| Text |
================
DeKALB – In a preliminary budget, Northern Illinois University’s Board of Trustees projected a $39 million shortfall for the 2021 fiscal year.

But thanks to an unexpected increase in enrollment, that shortfall was $32 million as presented to the board on Thursday.

Chief Financial Officer Sarah Chinniah said the initial budget projection was for an 8% decrease in student enrollment. But enrollment actually rose about 1% this year, creating an extra $7 million in expected revenue.

Chinniah pointed to two other impacts on the budget from the preliminary one – a rise in salaries and spending more on COVID-19 related costs, including COVID-19 surveillance testing for students, a strategy the university is employing in an attempt to more quickly assess and mitigate community spread of the disease on campus.

The budget was a non-voting matter for the board, though the board voted to reallocate a portion of student fees to help mitigate the cost of coronavirus measures.

An extra $18.31 of student fees per credit hour will go toward mitigation, which President Lisa Freeman said will include increased surveillance testing. The university has tested 616 students through the first two weeks of surveillance testing, which chooses on-campus students at random to take a COVID-19 test. There have been six positive results linked through the surveillance testing method.

Through Wednesday, there have been 187 total positive coronavirus tests among students and staff.

Freeman also said some of the fees would be used for wastewater testing, which tests sewage runoff from buildings for the coronavirus. It helps as an early detection system, according to the Centers for Disease Control website.
================
| Extracted information |

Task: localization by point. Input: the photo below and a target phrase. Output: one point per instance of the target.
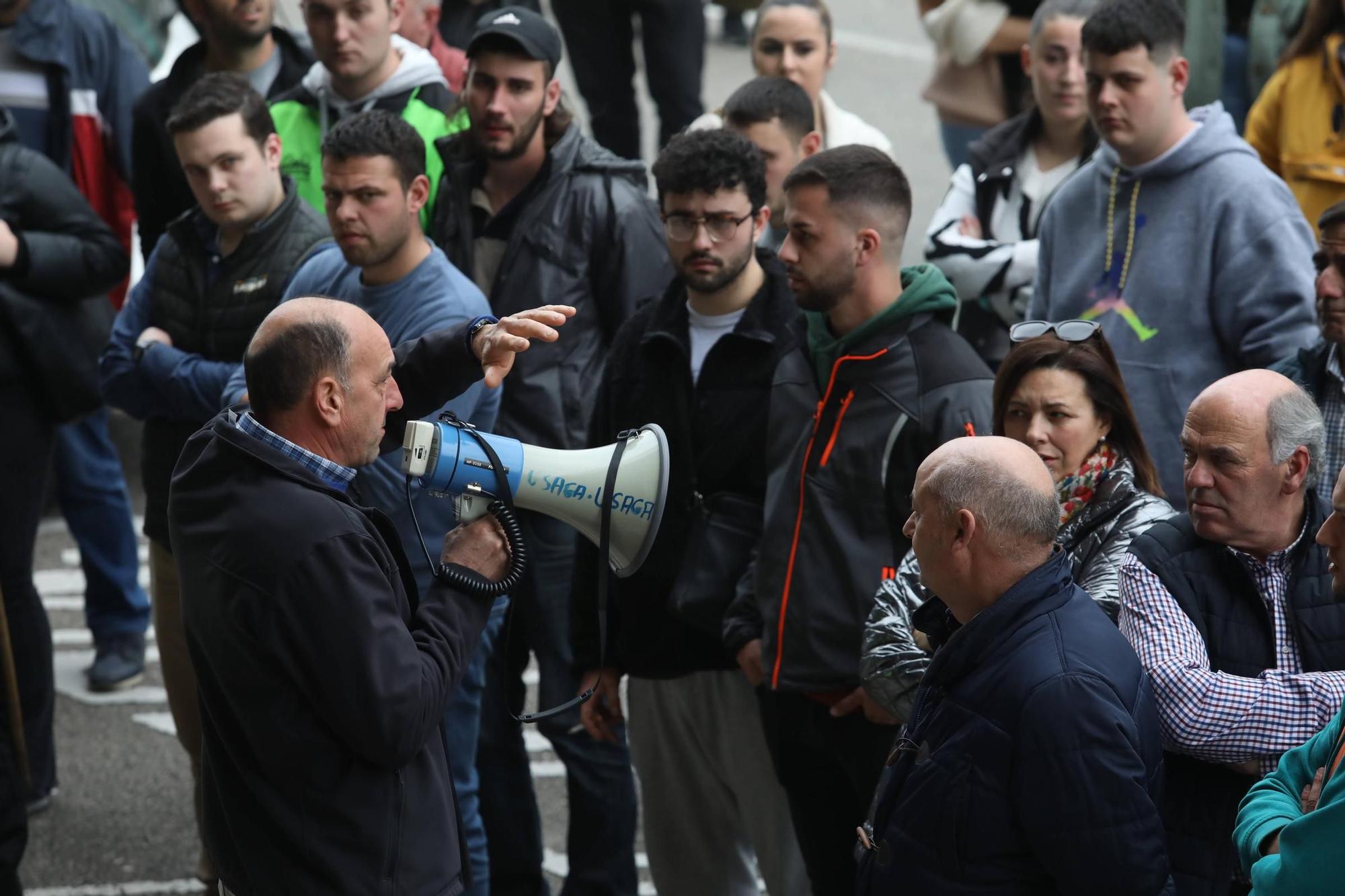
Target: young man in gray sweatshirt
(1194, 257)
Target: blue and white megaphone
(449, 460)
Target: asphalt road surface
(123, 822)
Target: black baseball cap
(529, 30)
(1332, 216)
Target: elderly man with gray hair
(1231, 611)
(1032, 760)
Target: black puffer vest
(217, 322)
(1222, 599)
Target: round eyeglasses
(720, 228)
(1066, 330)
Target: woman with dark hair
(1061, 393)
(1299, 122)
(793, 40)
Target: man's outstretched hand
(496, 345)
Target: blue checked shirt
(333, 474)
(1215, 716)
(1334, 415)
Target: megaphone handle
(605, 575)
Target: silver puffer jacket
(1097, 538)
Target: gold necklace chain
(1130, 228)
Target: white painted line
(71, 581)
(559, 864)
(71, 666)
(555, 768)
(71, 556)
(130, 888)
(59, 525)
(162, 723)
(84, 638)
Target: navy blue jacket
(1032, 760)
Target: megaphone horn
(564, 485)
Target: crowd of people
(1019, 571)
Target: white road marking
(59, 525)
(71, 556)
(71, 681)
(83, 637)
(162, 723)
(71, 581)
(130, 888)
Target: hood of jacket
(923, 290)
(572, 154)
(1215, 136)
(416, 69)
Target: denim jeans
(93, 498)
(601, 842)
(462, 729)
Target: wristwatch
(139, 352)
(473, 329)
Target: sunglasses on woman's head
(1066, 330)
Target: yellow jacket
(1293, 126)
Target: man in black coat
(699, 362)
(235, 37)
(323, 673)
(533, 208)
(53, 249)
(1032, 760)
(215, 275)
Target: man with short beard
(1319, 366)
(362, 65)
(236, 36)
(875, 381)
(535, 209)
(697, 362)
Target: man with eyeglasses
(699, 362)
(1319, 366)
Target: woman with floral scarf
(1059, 392)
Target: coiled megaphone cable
(502, 507)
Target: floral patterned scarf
(1078, 489)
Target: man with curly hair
(699, 362)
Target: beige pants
(180, 677)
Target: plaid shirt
(330, 473)
(1334, 415)
(1217, 716)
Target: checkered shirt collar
(330, 473)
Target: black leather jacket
(587, 236)
(65, 249)
(1097, 540)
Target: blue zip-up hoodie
(1213, 275)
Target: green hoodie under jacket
(923, 288)
(416, 92)
(1308, 862)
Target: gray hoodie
(418, 69)
(1218, 272)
================
| Exercise instructions |
(1) In the article on Northern Illinois University's budget, how many students did the university test during the first two weeks of surveillance testing?
(2) Extend the article on Northern Illinois University's budget, beginning after its final sentence.

| Answer section |
(1) 616 students

(2)
Another portion of the redirected fees would go toward quarantine. According to the school, 7.6% of the school’s quarantine and isolation areas are in use.

Freeman said other universities make students pay associated fees for isolation or quarantine, but she said the economic status of many students makes it imperative for the school to cover those expenses, which she said is an extra $6 million more than originally expected.

Freeman said the school is set to receive $30 million in federal aid in various relief bills in Congress that are currently stalled.

“Obviously the receipt of federal aid will make a difference,” Freeman said. “It’s very disappointing for me to sit here and tell you there is broad agreement across the White House and both houses of Congress that higher education institutions need relief … but that partisan differences and politics and the fact it’s an election year has made it challenging for the relief to be approved and authorized. That uncertainty helps to keep us up at night.”